> [PROBLEM REQUIREMENTS]
The line containing "target | window with green shutter" marks the end; write out exactly every line from the start of the data up to and including it, without the pictures.

> [DATA TO USE]
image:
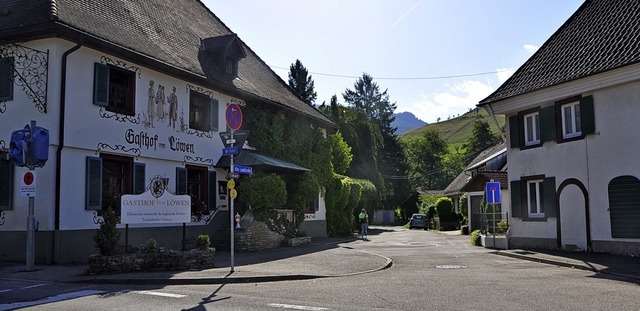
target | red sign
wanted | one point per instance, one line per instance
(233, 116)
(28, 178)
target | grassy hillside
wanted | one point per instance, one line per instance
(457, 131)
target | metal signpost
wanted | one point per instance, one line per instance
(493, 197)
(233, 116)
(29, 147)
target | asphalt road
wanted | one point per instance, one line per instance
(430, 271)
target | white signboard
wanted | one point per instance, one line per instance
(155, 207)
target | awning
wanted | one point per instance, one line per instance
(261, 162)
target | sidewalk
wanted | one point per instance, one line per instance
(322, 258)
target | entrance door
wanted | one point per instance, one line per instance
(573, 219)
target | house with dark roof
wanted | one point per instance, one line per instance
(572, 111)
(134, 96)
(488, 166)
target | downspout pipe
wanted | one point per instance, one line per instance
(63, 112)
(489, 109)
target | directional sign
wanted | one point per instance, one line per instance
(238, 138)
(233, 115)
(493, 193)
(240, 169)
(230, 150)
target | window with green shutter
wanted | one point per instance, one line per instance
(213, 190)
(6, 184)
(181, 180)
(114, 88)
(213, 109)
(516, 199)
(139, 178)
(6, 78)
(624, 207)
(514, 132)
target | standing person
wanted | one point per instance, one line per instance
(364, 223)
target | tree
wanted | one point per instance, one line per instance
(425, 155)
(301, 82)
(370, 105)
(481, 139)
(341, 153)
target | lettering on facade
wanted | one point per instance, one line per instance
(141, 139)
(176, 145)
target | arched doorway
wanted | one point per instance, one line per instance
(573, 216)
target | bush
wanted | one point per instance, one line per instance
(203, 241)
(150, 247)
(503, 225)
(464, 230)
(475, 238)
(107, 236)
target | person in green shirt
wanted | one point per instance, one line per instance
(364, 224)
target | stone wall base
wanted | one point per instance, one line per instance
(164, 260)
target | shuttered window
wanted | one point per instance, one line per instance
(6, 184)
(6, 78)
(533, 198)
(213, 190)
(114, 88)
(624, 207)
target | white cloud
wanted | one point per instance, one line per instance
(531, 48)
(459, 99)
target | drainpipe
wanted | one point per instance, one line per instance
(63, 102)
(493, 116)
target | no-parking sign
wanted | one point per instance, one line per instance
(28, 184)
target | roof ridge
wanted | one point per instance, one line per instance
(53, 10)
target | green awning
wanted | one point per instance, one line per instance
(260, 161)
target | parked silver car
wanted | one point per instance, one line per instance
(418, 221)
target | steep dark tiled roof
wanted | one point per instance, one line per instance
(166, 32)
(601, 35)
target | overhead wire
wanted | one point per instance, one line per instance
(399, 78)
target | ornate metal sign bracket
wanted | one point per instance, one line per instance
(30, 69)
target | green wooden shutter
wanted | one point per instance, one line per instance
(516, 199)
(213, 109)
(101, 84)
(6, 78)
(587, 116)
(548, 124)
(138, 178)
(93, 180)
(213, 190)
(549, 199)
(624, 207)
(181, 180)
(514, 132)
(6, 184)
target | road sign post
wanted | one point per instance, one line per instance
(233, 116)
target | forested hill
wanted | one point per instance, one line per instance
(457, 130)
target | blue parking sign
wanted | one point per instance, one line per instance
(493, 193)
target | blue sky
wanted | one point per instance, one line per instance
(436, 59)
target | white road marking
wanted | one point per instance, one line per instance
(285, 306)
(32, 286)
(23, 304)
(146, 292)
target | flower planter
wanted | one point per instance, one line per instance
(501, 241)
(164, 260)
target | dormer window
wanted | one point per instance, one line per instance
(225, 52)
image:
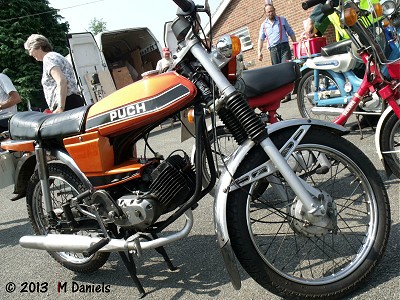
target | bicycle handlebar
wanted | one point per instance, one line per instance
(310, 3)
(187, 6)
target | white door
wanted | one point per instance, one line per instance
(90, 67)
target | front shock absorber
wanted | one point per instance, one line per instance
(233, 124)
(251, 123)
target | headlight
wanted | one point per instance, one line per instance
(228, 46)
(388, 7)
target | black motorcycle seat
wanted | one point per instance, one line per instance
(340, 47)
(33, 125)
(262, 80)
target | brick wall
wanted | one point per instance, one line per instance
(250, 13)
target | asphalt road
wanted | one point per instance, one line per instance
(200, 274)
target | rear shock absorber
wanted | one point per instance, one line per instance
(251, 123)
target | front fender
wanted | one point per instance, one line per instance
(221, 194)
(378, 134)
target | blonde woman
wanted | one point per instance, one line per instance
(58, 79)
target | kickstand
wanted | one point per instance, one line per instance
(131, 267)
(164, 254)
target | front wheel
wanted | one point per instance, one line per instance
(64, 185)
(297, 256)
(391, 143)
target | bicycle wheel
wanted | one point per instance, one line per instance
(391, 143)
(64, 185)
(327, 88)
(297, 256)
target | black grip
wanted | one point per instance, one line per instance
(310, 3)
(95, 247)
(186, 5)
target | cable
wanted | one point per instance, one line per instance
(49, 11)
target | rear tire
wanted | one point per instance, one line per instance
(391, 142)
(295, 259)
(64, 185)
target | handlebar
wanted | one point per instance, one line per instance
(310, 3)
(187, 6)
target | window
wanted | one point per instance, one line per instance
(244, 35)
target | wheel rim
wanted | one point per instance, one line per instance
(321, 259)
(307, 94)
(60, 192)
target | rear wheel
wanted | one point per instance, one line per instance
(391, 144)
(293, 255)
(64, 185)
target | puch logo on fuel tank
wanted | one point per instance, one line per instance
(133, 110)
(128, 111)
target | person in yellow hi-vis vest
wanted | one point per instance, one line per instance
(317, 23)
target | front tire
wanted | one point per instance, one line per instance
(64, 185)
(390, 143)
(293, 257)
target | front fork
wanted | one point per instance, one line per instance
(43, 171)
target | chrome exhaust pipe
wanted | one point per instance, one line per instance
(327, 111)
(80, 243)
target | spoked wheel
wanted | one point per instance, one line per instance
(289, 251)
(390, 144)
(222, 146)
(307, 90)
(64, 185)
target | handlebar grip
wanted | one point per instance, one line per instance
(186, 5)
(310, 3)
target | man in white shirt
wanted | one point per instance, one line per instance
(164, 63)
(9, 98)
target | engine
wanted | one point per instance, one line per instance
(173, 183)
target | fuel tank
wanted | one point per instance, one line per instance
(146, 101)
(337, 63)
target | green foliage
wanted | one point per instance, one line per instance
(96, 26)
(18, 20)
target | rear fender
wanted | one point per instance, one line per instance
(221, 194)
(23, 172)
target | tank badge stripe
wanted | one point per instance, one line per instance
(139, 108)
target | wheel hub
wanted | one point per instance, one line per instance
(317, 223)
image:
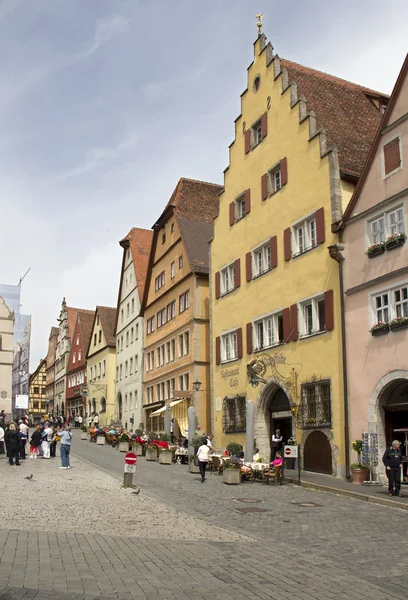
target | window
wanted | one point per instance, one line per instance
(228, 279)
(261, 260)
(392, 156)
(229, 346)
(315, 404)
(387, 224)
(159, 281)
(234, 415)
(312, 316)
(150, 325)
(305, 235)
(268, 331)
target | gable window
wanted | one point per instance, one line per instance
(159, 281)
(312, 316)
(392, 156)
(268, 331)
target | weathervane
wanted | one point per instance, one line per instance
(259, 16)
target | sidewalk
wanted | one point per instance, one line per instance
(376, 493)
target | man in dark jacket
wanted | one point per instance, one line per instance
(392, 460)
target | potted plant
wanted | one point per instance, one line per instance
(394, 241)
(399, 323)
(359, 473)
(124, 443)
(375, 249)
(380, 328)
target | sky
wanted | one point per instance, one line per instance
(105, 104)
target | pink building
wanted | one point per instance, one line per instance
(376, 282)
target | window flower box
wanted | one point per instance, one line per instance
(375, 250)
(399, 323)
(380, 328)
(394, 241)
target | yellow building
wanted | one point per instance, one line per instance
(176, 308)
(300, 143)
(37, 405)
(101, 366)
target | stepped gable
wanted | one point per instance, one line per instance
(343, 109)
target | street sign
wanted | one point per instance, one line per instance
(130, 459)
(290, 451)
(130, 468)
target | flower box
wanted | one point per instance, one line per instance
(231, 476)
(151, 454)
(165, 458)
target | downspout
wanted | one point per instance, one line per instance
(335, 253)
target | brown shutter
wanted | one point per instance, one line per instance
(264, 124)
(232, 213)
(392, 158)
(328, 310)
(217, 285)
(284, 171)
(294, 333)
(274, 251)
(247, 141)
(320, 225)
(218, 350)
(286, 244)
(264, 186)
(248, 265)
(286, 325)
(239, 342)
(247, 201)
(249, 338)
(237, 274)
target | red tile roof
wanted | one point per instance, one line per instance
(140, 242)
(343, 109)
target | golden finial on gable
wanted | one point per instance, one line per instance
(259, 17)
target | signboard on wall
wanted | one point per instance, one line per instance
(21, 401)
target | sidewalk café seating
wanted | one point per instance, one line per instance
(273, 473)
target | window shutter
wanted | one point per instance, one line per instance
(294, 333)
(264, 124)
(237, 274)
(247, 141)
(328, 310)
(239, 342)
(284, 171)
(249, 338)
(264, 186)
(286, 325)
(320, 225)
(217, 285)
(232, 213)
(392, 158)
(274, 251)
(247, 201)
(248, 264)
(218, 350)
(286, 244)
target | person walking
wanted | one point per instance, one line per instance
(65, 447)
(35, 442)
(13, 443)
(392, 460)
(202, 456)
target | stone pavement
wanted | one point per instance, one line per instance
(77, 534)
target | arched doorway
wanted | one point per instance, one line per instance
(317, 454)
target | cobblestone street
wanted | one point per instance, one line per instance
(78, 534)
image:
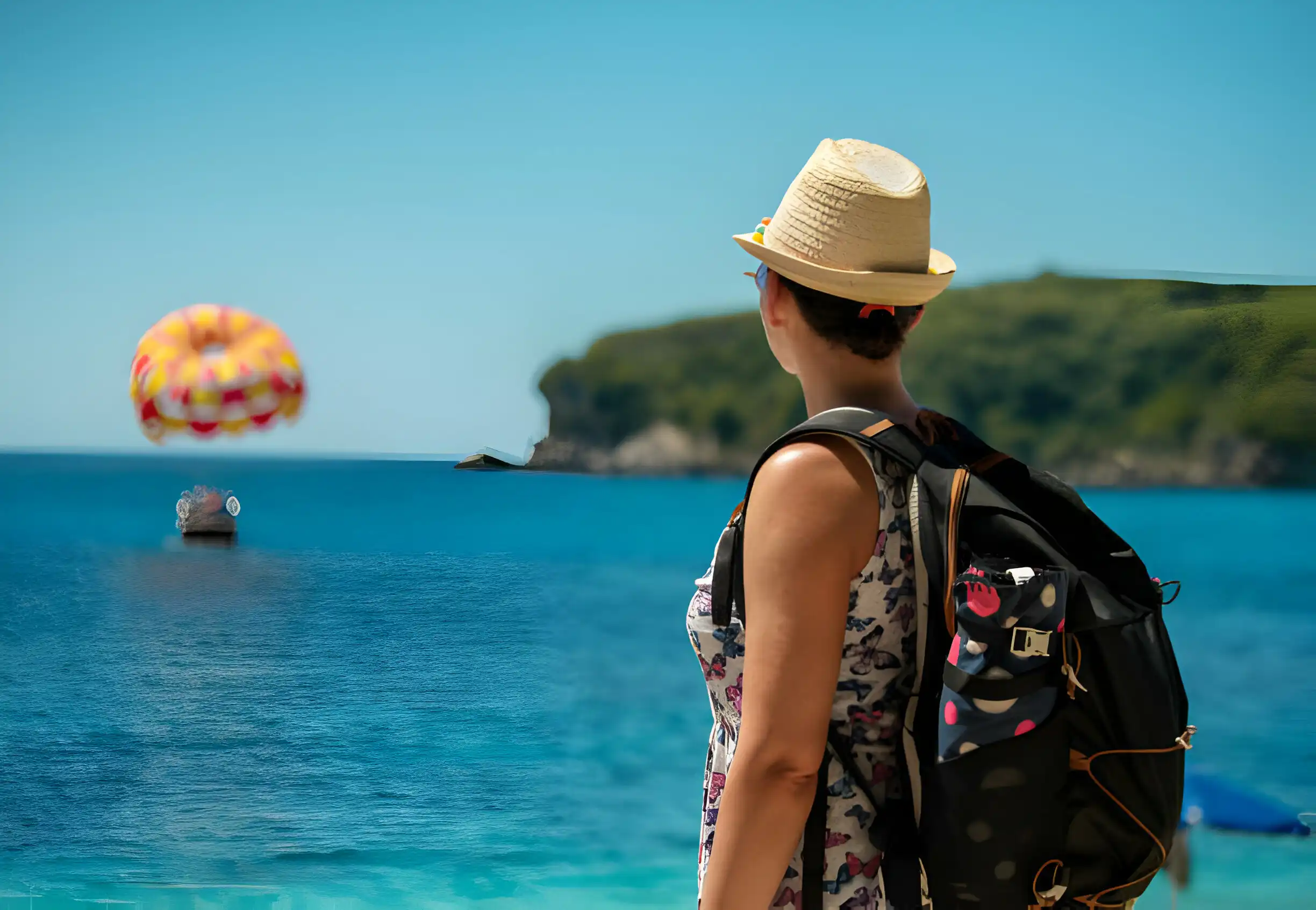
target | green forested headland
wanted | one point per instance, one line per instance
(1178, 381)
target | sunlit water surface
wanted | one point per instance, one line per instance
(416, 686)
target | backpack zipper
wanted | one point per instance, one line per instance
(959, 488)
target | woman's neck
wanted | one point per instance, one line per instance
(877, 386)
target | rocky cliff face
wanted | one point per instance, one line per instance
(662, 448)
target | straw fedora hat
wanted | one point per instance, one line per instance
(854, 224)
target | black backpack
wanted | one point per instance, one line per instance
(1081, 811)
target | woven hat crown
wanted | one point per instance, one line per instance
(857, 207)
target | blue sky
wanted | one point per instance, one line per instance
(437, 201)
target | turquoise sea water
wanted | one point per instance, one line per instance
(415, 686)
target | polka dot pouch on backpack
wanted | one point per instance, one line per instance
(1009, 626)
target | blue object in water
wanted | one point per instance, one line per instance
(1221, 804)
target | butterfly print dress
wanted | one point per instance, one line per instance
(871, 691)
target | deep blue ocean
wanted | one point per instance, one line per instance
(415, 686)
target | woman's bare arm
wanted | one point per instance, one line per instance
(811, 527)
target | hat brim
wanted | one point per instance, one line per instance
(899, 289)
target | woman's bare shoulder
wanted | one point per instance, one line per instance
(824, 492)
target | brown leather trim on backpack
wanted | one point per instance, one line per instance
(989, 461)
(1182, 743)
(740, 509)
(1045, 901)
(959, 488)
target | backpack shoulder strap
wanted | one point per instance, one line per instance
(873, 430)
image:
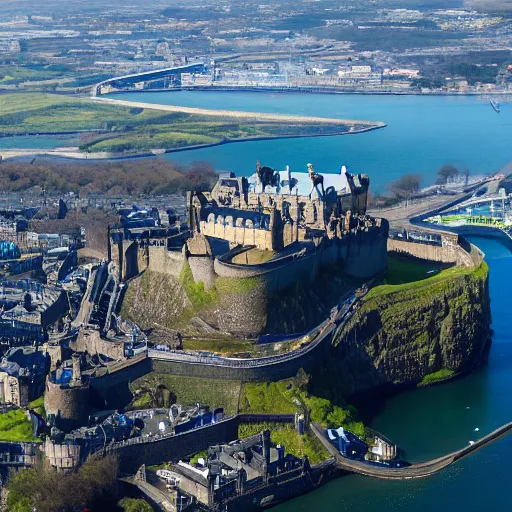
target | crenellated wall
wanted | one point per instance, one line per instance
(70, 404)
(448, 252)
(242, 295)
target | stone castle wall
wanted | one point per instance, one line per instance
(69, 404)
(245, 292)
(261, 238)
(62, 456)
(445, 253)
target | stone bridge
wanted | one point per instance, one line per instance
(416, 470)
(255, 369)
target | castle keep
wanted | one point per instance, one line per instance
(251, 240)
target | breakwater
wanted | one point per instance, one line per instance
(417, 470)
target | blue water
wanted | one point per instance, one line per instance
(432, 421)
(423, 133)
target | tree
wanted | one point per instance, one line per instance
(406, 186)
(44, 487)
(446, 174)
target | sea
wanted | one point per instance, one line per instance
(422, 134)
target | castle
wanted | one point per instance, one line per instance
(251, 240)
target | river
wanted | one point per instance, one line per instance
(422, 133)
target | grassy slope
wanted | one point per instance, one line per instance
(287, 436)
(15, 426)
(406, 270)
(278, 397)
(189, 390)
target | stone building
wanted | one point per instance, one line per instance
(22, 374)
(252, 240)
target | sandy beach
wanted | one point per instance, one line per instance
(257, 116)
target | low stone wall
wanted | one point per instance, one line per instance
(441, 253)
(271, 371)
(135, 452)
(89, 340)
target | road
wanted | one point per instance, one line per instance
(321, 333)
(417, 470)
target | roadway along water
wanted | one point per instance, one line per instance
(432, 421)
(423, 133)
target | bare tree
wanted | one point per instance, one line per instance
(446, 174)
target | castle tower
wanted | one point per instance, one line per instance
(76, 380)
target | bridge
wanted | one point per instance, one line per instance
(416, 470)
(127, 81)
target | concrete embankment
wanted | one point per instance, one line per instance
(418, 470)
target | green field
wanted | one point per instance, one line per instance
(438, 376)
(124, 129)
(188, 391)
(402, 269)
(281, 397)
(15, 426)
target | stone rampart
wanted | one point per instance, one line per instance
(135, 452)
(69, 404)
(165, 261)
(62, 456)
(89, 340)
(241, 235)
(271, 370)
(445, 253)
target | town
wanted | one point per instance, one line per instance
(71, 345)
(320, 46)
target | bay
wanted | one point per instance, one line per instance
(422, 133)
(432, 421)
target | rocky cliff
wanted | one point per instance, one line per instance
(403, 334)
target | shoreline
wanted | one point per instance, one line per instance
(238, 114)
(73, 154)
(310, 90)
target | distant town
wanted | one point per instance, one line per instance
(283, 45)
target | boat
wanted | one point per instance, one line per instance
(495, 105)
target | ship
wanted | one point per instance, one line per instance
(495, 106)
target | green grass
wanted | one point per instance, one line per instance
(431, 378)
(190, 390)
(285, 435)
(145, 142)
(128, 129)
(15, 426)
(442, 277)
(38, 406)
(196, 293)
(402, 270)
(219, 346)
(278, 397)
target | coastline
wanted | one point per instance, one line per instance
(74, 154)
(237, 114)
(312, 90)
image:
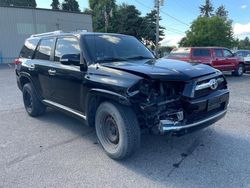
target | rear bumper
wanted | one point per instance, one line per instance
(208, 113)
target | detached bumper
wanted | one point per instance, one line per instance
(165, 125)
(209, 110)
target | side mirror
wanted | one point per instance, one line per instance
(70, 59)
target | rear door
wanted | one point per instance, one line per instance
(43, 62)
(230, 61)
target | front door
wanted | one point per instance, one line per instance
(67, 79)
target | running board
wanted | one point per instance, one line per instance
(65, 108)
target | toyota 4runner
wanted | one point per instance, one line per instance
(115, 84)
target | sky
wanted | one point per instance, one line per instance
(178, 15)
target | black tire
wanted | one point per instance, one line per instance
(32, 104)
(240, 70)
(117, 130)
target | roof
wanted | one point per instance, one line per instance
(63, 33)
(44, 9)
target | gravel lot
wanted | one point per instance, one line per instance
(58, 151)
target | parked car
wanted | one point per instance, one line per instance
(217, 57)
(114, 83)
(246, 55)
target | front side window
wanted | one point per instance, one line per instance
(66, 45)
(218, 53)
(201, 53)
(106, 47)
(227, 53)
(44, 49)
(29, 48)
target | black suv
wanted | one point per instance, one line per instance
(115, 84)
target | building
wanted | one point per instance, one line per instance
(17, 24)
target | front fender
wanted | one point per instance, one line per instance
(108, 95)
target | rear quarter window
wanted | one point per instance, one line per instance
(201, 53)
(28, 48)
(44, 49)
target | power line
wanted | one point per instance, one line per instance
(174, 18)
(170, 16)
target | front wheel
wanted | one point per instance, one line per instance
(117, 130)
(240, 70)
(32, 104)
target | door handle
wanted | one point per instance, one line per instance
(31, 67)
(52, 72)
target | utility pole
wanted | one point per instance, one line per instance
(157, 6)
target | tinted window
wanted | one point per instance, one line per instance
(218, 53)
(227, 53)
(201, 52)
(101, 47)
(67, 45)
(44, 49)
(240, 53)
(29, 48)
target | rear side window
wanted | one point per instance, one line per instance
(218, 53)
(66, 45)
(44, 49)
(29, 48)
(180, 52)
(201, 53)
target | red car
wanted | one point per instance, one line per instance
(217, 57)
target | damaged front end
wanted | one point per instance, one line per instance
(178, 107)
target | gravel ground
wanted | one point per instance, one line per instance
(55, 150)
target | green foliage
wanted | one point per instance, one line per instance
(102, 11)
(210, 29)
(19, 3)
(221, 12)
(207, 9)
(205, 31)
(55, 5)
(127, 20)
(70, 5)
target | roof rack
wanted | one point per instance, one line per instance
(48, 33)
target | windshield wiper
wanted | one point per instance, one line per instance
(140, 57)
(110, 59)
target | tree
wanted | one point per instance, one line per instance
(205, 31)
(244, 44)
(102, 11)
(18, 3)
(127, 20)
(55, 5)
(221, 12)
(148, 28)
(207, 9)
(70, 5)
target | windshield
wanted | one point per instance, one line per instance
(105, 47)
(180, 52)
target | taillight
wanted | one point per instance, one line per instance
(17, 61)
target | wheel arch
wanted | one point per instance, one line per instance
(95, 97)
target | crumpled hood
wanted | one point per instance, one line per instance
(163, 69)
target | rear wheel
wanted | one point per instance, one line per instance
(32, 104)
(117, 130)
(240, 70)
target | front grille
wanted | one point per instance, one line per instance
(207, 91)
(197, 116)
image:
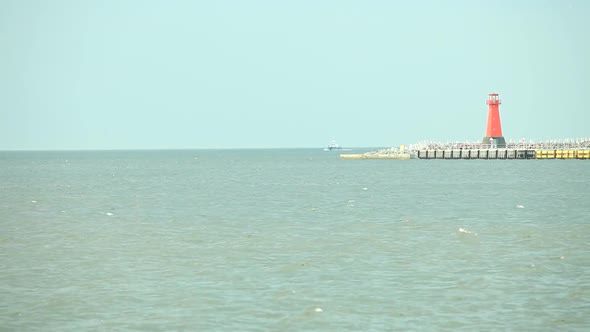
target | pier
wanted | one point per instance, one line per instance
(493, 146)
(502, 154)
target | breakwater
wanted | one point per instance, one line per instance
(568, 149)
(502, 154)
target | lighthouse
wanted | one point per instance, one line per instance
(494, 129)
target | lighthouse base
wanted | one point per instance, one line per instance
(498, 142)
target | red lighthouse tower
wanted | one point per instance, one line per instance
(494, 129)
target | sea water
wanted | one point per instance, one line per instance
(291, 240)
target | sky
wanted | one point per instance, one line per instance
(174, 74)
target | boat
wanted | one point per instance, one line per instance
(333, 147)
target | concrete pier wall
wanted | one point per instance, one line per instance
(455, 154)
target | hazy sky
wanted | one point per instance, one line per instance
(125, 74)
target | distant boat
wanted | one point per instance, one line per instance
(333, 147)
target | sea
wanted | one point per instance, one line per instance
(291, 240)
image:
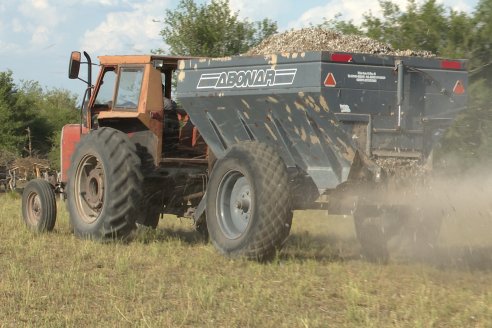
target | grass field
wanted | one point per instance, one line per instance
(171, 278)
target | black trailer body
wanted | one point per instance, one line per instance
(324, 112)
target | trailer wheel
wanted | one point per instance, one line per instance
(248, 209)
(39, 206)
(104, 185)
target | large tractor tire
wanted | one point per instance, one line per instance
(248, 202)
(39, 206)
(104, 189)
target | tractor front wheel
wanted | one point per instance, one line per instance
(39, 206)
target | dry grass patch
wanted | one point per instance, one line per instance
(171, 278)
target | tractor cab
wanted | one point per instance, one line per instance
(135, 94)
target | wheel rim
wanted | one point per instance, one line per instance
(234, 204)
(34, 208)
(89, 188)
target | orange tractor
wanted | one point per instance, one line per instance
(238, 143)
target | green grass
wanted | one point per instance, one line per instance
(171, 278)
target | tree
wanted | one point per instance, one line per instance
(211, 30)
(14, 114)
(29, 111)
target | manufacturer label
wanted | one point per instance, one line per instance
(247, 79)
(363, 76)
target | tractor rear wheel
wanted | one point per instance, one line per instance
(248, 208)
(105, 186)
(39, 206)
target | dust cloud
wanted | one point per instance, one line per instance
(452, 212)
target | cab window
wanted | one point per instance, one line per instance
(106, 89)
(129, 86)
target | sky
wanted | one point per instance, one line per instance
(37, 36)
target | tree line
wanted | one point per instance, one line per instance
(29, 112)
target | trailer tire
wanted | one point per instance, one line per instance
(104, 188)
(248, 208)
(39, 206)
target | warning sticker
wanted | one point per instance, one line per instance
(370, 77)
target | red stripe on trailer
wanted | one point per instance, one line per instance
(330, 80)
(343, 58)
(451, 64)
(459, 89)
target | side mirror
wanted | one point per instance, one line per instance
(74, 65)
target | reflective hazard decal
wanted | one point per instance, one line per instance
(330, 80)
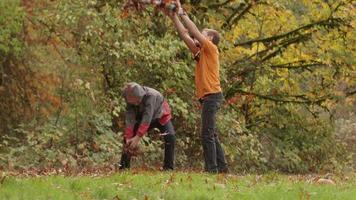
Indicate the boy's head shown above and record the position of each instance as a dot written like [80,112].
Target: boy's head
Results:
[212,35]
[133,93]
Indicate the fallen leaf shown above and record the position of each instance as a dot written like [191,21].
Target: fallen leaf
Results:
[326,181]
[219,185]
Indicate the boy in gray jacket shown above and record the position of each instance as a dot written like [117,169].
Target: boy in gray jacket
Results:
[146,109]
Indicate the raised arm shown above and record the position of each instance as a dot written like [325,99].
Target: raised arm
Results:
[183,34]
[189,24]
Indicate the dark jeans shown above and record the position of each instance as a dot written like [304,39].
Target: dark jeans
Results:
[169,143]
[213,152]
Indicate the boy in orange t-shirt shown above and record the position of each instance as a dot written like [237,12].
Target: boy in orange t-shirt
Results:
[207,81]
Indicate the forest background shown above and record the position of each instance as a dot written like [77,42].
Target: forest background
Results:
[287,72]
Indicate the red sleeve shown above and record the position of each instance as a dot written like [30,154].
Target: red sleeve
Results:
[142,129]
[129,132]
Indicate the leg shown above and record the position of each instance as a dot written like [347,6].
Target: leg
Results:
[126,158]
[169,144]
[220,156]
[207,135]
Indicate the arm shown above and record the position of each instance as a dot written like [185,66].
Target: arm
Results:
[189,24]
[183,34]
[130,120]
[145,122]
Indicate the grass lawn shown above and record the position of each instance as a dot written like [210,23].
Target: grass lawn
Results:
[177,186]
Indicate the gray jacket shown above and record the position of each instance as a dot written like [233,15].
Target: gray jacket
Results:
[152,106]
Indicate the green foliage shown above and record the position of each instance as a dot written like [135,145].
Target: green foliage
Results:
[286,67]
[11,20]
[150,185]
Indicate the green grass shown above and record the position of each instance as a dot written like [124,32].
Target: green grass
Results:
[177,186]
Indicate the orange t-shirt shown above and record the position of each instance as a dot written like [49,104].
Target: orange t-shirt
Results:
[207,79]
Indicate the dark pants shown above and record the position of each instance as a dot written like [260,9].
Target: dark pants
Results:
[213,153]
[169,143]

> [TASK OUTPUT]
image:
target | red sign
wanted | one point per instance, one line per instance
(233, 116)
(28, 178)
target | grassy hillside
wanted | one point per instance, one line per instance
(457, 131)
target | metal signpost
wanted | one point per instance, one line per instance
(493, 197)
(233, 116)
(29, 147)
target | asphalt road
wanted | one point per instance, one line per instance
(430, 271)
target | white signboard
wanted | one point per instance, one line per instance
(155, 207)
target | awning
wanted | one point per instance, one line per instance
(261, 162)
target | sidewalk
wanted | one point per instance, one line per instance
(322, 258)
target | entrance door
wanted | one point per instance, one line per instance
(573, 219)
target | house with dark roof
wanted | one point per instance, one line per instance
(572, 111)
(134, 96)
(488, 166)
target | downspout pipe
wanted | one point per instance, one line per instance
(63, 112)
(489, 109)
target | directional sign
wanted | one point per instance, one line per instance
(238, 138)
(233, 115)
(493, 193)
(240, 169)
(230, 150)
target | window with green shutter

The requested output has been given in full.